▶ _SET PROBLEM_: Extract every one of the entries below and reproduce each line unchanged.

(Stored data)

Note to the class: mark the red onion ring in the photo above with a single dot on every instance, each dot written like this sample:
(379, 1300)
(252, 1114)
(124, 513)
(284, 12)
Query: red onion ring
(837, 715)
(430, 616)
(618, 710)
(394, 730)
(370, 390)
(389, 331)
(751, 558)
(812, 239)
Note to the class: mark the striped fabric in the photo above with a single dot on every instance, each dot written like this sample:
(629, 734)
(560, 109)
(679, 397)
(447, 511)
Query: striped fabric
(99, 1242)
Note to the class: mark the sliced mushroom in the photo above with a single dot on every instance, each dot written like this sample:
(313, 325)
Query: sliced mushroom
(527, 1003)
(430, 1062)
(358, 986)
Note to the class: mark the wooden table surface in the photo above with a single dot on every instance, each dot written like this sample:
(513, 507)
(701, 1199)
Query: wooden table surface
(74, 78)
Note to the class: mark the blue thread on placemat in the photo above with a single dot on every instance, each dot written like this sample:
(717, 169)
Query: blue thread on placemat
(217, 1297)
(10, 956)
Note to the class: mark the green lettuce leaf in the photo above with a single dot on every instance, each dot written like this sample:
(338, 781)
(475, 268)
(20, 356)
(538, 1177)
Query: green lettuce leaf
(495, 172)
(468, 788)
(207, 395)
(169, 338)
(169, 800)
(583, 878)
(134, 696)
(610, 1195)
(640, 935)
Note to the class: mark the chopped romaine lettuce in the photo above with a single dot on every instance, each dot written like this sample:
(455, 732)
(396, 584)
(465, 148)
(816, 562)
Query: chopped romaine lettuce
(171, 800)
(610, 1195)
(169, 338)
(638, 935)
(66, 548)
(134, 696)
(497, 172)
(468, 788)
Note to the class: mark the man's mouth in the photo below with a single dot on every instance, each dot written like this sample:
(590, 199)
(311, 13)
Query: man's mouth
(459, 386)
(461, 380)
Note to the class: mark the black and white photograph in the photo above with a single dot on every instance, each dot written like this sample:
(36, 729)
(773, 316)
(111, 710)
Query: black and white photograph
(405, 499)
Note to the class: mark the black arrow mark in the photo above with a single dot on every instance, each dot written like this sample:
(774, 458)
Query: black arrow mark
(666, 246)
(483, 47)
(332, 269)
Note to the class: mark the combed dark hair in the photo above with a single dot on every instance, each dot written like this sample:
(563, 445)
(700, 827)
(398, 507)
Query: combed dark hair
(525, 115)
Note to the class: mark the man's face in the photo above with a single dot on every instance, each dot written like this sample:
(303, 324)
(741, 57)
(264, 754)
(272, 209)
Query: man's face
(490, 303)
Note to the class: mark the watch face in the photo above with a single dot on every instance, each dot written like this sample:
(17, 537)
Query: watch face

▶ _EXERCISE RESULT_:
Note to the class: mark the red onion ring in the photo above with a single dot on every instance, each dot written like this sample:
(379, 1300)
(252, 1114)
(124, 513)
(284, 12)
Query: red onion ring
(837, 715)
(430, 616)
(618, 710)
(394, 730)
(370, 390)
(389, 331)
(751, 558)
(812, 239)
Note to the class: mark the striped fabric in the photo above with a single dot on every instance, each dot written like this sample:
(629, 734)
(560, 109)
(679, 397)
(447, 511)
Query: striped fabric
(99, 1242)
Note to the class: mark the sliced mushroom in the photo above with a single dot on every instance, each dot written like this sample:
(313, 325)
Query: sliced mushroom
(527, 1003)
(430, 1062)
(358, 986)
Note to the class: mark the wooden table surface in the photo above with a single dot on every instance, each dot written like this sample:
(513, 507)
(701, 1199)
Query: wooden table surface
(74, 78)
Note to the class: mark the blue thread on placemat in the photo above with a single dot on every instance, each dot written like this sample:
(717, 169)
Query: blue thread on placemat
(217, 1297)
(10, 956)
Note to the class: mark the green lettuce leaf in the photo above with a single dot on every instance, each dot written like this sample:
(338, 781)
(475, 268)
(20, 356)
(538, 1177)
Query: green lettuce leaf
(495, 172)
(468, 788)
(207, 395)
(169, 338)
(169, 800)
(583, 878)
(134, 696)
(610, 1195)
(640, 935)
Note to the class: mark the chopped romaine lettuce in the photo above with a single dot on every instance, each dot written like this sample:
(455, 732)
(396, 584)
(465, 148)
(816, 562)
Query: chopped romaine lettuce
(171, 800)
(610, 1195)
(169, 338)
(638, 935)
(66, 548)
(134, 696)
(497, 172)
(468, 788)
Note to the class: mark the man's mouth in the photo below with a single dot on every instance, each dot written like this sample:
(590, 199)
(311, 13)
Query: man's mouth
(459, 386)
(461, 380)
Note to the class: mark the black and white photograph in the photo above with a single dot on every instance, each dot written like this sample:
(36, 729)
(773, 316)
(111, 710)
Query: black and white photograph
(405, 499)
Note to the class: mark the black arrow mark in the photo above with a single dot on every instance, each dot written like this sample:
(774, 458)
Query: black arrow mark
(666, 246)
(483, 47)
(332, 269)
Note to the class: mark the combed dark hair in the photo above with a single dot on every instance, each dot written like this sample:
(563, 445)
(700, 827)
(398, 507)
Query: combed dark hair
(525, 115)
Note to the class: mark the man's face in the photo above with a single dot on every instance, each dot written like this sample:
(303, 324)
(741, 57)
(264, 754)
(272, 209)
Query: man's face
(490, 303)
Note to the class: mark the watch face in the photo above with a single dot on every instance, each dot written like this sample:
(17, 537)
Query: watch face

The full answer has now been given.